◆ WORK ITEM:
The full set of entries below, restated word for word and stripped of images, is the expected result.

*** Opening of DATA SHOWN ***

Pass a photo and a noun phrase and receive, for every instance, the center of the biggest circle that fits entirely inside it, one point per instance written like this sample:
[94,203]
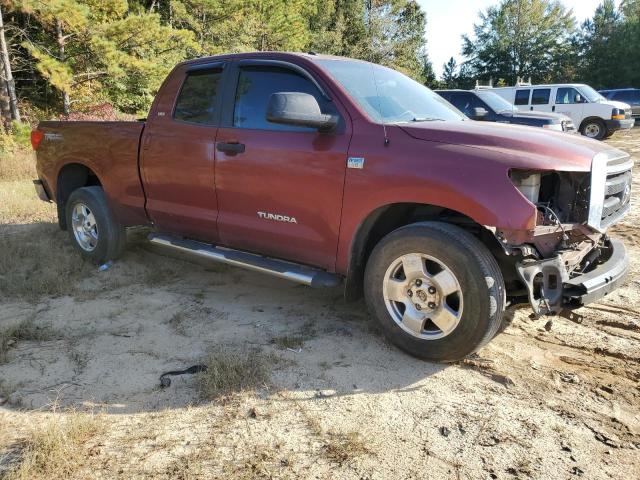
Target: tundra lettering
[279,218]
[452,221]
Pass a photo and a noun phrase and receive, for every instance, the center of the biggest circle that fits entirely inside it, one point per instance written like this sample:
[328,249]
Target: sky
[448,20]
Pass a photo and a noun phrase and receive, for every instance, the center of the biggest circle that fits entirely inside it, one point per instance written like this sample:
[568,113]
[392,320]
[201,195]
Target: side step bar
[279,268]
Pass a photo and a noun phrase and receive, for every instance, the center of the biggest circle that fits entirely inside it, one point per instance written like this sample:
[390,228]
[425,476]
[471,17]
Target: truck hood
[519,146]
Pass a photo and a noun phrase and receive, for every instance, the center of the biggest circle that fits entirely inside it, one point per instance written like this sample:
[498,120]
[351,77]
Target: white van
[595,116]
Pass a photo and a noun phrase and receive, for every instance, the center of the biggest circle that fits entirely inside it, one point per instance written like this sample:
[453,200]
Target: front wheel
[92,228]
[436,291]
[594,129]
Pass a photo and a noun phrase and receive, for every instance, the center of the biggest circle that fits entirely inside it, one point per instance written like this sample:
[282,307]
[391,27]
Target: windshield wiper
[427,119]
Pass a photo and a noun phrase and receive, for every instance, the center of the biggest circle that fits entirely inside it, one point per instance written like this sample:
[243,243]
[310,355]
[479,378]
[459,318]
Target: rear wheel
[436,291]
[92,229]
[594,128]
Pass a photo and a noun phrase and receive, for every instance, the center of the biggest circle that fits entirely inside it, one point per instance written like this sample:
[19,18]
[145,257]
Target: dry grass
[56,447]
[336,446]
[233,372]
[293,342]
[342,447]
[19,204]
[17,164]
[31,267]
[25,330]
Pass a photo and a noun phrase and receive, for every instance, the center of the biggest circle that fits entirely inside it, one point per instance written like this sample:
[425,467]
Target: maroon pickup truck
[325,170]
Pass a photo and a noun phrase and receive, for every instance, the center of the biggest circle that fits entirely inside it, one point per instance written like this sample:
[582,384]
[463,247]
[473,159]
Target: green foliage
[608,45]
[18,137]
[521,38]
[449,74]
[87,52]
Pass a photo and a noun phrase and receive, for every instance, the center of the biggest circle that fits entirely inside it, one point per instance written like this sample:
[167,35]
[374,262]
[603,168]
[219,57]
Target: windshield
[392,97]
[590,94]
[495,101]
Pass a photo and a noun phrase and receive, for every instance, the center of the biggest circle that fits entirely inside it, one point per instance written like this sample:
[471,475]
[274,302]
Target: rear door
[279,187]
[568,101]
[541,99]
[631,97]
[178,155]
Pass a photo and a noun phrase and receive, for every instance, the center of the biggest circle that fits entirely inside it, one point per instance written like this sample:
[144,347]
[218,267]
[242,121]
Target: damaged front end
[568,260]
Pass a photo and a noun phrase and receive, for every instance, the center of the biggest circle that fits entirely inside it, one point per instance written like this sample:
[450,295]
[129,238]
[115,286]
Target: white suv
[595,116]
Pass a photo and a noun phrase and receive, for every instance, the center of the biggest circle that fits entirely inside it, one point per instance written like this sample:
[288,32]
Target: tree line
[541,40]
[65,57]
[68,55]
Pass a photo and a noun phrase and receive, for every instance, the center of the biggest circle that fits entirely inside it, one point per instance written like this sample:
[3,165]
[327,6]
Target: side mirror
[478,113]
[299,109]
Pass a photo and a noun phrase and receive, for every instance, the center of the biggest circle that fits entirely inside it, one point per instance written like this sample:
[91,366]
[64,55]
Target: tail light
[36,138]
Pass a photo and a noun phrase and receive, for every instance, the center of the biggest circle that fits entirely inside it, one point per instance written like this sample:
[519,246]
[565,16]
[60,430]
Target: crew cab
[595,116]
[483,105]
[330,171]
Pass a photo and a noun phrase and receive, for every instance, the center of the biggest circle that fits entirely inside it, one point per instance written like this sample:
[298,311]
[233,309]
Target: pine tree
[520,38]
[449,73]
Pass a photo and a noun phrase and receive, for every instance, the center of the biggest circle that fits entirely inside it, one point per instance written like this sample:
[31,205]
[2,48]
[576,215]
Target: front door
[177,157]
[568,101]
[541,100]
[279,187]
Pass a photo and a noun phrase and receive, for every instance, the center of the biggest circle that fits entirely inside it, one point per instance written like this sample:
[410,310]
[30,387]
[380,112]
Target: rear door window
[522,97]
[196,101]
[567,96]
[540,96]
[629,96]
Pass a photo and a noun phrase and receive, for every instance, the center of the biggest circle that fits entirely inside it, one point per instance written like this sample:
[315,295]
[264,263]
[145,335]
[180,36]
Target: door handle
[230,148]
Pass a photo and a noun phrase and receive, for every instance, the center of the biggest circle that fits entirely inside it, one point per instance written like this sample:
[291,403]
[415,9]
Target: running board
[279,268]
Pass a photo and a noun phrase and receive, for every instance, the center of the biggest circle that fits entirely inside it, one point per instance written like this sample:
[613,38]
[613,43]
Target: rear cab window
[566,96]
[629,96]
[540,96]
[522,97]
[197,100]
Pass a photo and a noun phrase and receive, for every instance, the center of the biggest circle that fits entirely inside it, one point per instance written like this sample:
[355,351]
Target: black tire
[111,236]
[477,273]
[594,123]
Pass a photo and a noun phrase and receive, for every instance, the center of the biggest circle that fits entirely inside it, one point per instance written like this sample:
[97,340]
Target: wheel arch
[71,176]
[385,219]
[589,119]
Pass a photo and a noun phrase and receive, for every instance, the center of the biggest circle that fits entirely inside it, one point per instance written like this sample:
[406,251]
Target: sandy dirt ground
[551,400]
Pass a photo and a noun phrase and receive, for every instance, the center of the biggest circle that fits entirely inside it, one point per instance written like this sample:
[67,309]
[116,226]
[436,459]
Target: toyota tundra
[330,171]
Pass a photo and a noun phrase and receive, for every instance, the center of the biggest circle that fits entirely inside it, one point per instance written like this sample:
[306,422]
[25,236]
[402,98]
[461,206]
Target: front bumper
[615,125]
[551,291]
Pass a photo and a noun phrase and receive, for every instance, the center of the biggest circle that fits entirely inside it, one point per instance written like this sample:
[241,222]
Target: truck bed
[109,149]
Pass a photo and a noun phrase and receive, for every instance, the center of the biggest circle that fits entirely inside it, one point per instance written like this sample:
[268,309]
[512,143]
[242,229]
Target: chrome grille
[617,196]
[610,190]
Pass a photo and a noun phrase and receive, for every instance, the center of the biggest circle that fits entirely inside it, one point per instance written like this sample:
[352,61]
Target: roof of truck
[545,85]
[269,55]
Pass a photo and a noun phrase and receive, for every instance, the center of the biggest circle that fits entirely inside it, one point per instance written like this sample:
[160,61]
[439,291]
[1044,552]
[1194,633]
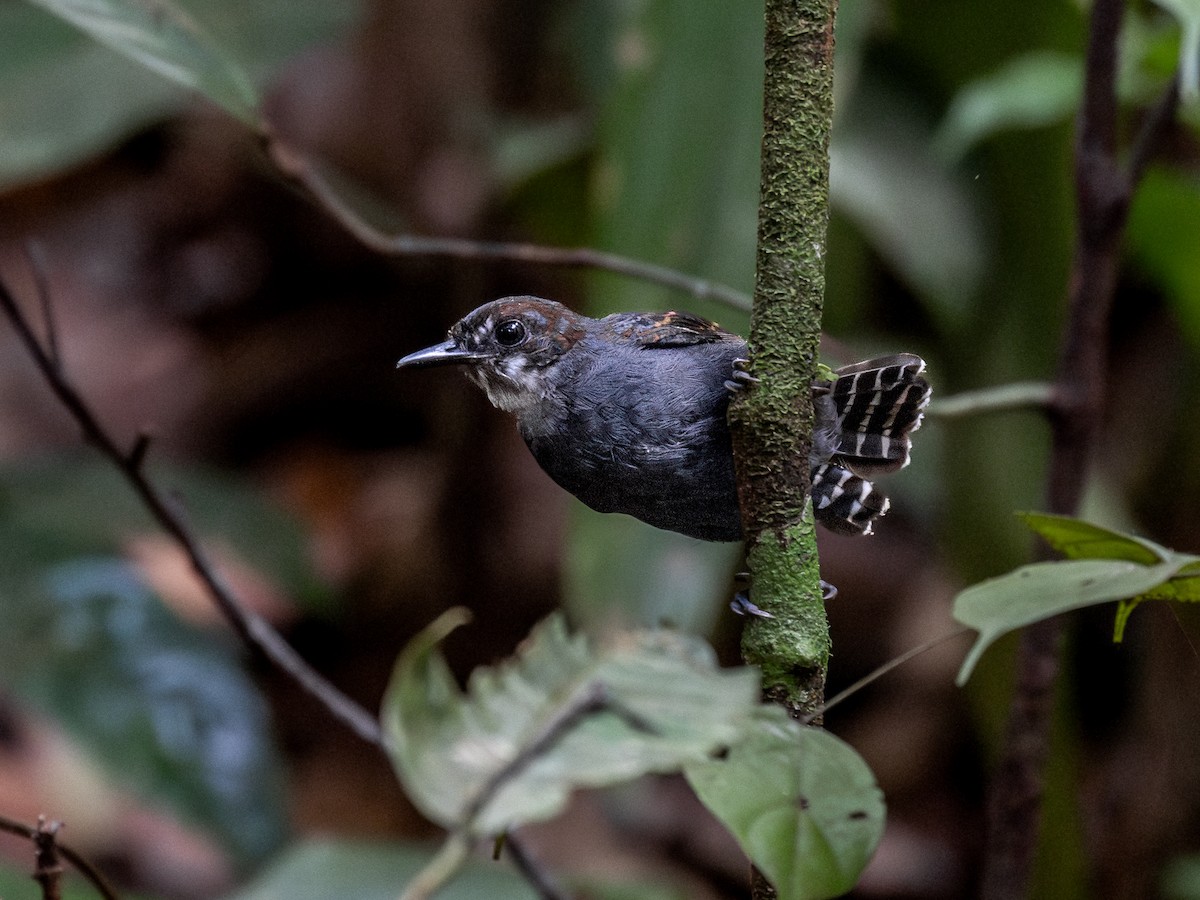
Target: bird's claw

*** Close of DATA SHOWN ***

◆ RESULT OF THE EXERCISE:
Pass a photo and a noun phrase and receive, for every instance, the center of the biggest circle that fits entirely inside it, one point per instance written like this sample:
[94,203]
Target: tundra lettering
[279,218]
[452,221]
Pass a photo and a noun phrase and receive, for every instance, the center of the biggest circle that fits entirely inside it, one point per instance written like this sample:
[328,249]
Target: sky
[448,20]
Pass a photo and a noun phrase and receive, for every instance, the center of the biggest circle that fits entirely inside it, one point per instance written like this sample:
[568,113]
[392,320]
[201,195]
Target: side step bar
[279,268]
Pass a photo and a noun phrase and receive, for every instance, the center of the biggest circle that fits entirely inside it, one point per instance written like this sample:
[390,228]
[425,476]
[471,17]
Target: truck hood
[519,146]
Pass a photo and a noun phrase and receive, for every instance, the center of the biggest circle that fits entirely inside it, one point per instance written like this sample:
[498,120]
[351,77]
Target: white van
[595,116]
Pass a photo and a noun phrase and receive, for every instance, the center of the biggest circle that fits entirely inside it, one point per instance written like this sample:
[453,200]
Target: front wheel
[92,228]
[436,291]
[594,129]
Pass a photo and a noun phrase and receive, for every instance, the center of the biggest circle that fits entirely inside it, one point per instance written like this sample:
[282,307]
[391,27]
Target: windshield wiper
[427,119]
Pass a photo and a noun phrase and receive, for every instance, the center of the biggest circle that fits entirely inside it, one point per instance written like this sample:
[243,243]
[310,355]
[479,378]
[459,318]
Target: rear wheel
[436,291]
[92,229]
[594,128]
Pass a photo and a noun phrase and receive, for every instance, the center of the biggest circle that fits entirely inside it, one point per instance written like this sample:
[19,18]
[145,257]
Target: dry grass
[56,447]
[336,446]
[233,372]
[293,342]
[342,447]
[19,204]
[17,164]
[31,267]
[25,330]
Pass a photo and a noun phrase and receive, for every instance, the center of the biggest circle that fits entirely inside it, one point per instance written like this sample:
[425,467]
Target: maroon pickup truck
[325,170]
Pass a photo and a noun phrase and receive, for every instance, the center of the biggest circle that fits entirely inside it, one point per instance written like this sample:
[582,384]
[463,247]
[473,159]
Target: green foliage
[608,45]
[18,137]
[521,38]
[449,74]
[87,52]
Pass a photo and a noun phrase and receive, for every instance, the center of the biggest circle that fits entirely inside it, one point per instance written like this sample:
[167,35]
[374,262]
[603,168]
[219,57]
Target: windshield
[392,97]
[590,94]
[495,101]
Pass a photo and a noun phrase and receive, for every instance, the center of the biggest circle that fits entirely inside it, one point per instance written like this sample:
[471,475]
[274,302]
Target: rear door
[279,187]
[568,101]
[541,99]
[631,97]
[178,155]
Pass a photo and a noun phrase and receive, for every instance, the center of the biggest circle that fits entirely inside it, one point per instance written like this sample:
[144,347]
[218,267]
[242,121]
Target: damaged front end
[568,260]
Pass a photo and a noun phrase and receive, for every instance, the center of the biggest circle that fits entirely inside it, one point per instance written like this sample:
[450,295]
[129,238]
[115,286]
Target: white suv
[595,116]
Pass a photo and a noun phrase and receive, for every instance, the center of the biggest circle that fits entirely inside it, one point per instance written like this sample:
[288,32]
Target: tree line
[541,40]
[65,57]
[68,55]
Pass a photo and a noun phrase and receive, for every instance, the center of the biggest circle that fits entirely inside it, one point per instance written like this sample:
[3,165]
[327,6]
Target: side mirror
[478,113]
[299,109]
Pass a photo and a noun phrase and receive, for every instance, the center of the biggest circle that fits entirely inside it, one point per instance written like this sample:
[91,366]
[64,55]
Target: tail light
[36,138]
Pass a photo and a noun phrase and receive, for every instance, the center of the biggest circle that fits entirely inside it, one point per instance written like this sample:
[519,246]
[565,16]
[60,430]
Target: crew cab
[595,116]
[483,105]
[330,171]
Pass a photo and a noun phrase and receive, for every instance, the center of the biggest circle that fits entirely inside it, one point per instance written like this sample:
[298,311]
[233,309]
Target: pine tree
[520,38]
[449,73]
Pass a photo and a noun phrase and receive, for every instance, the center of the biggest circle that fits entirely inside it, one point per instance written like this sample:
[31,205]
[2,48]
[576,215]
Target: front door
[177,157]
[568,101]
[541,100]
[279,187]
Pass a photo and a noun phrase and receive, for every instance, the center of the biggest circle that fits entirely inside it, one point per instance written like this sample:
[410,310]
[30,387]
[380,112]
Target: rear door window
[522,97]
[196,101]
[567,96]
[540,96]
[629,96]
Pass a photo and a noun phrase and receive, for every instance, the center of the biggest circle that fits entirely inside it, one point per instance written like this sample:
[315,295]
[264,263]
[145,335]
[180,36]
Target: door handle
[230,148]
Pass a photo and a noun phrase and receive, for every instance, the center of the biggest circle that fits entirely inside it, one point per instance written like this sample:
[291,403]
[415,9]
Target: running board
[279,268]
Pass a photo and a noun phrase and receive, for every instance, the center of the biggest circle that fits entirely inside it, one point per instance written like this sample:
[613,38]
[613,43]
Target: rear cab window
[566,96]
[629,96]
[540,96]
[522,97]
[197,100]
Pass a photo and a noun phrase and receive, for every instance, the center of the biggest circle that fits entirely inside it, one point per instance written like this sample:
[355,351]
Target: black tire
[111,236]
[477,273]
[594,123]
Pass a photo and a noun phrase and receive, for every instance, the center of the biggest circle that fits entirely inside it, one point per instance written like this sample:
[97,340]
Target: wheel arch
[71,176]
[385,219]
[589,119]
Pass a photo and a noun phrase and receive, for every instance, the center of the biggest circle that fits entirely inside it, one point per instance written like this sample:
[406,251]
Target: sandy dirt ground
[551,400]
Pass a photo and a noun phrase and receive, for every instance, the center of the biggest circle that fits entirely inside it, one point per instance written like this sample:
[67,309]
[116,226]
[436,459]
Target: toyota tundra
[330,171]
Pass a photo and a noun phrase and receive, for every instance, the center of the biggest circle that fits entirely inside it, one point per instance written like this sample:
[306,422]
[25,236]
[402,98]
[461,206]
Target: front bumper
[615,125]
[551,291]
Pass a photo and a noun phrase and receive, for every instance, the center of the biggest circle that fits entirely inside it, one point per instance written like this sample:
[241,222]
Target: truck bed
[109,149]
Pass a photo and a noun phrase and receive, for every instance, the center of the biggest circle that fits entirely inside it, one point per instance written like this sample:
[268,309]
[512,143]
[242,229]
Target: chrome grille
[617,196]
[610,190]
Pass a photo and a noun phrase and receive, for every instance, the center of the biggest circle that fits entirely inside it, one point per instance written like this sample:
[352,61]
Target: roof of truck
[545,85]
[269,55]
Pass a photo and a noun phrase and receive, for every instance, the center of the biggest circle that fits entirely inside it, one point per instance written like this sample:
[160,61]
[439,291]
[1044,552]
[1194,633]
Target: bird's claw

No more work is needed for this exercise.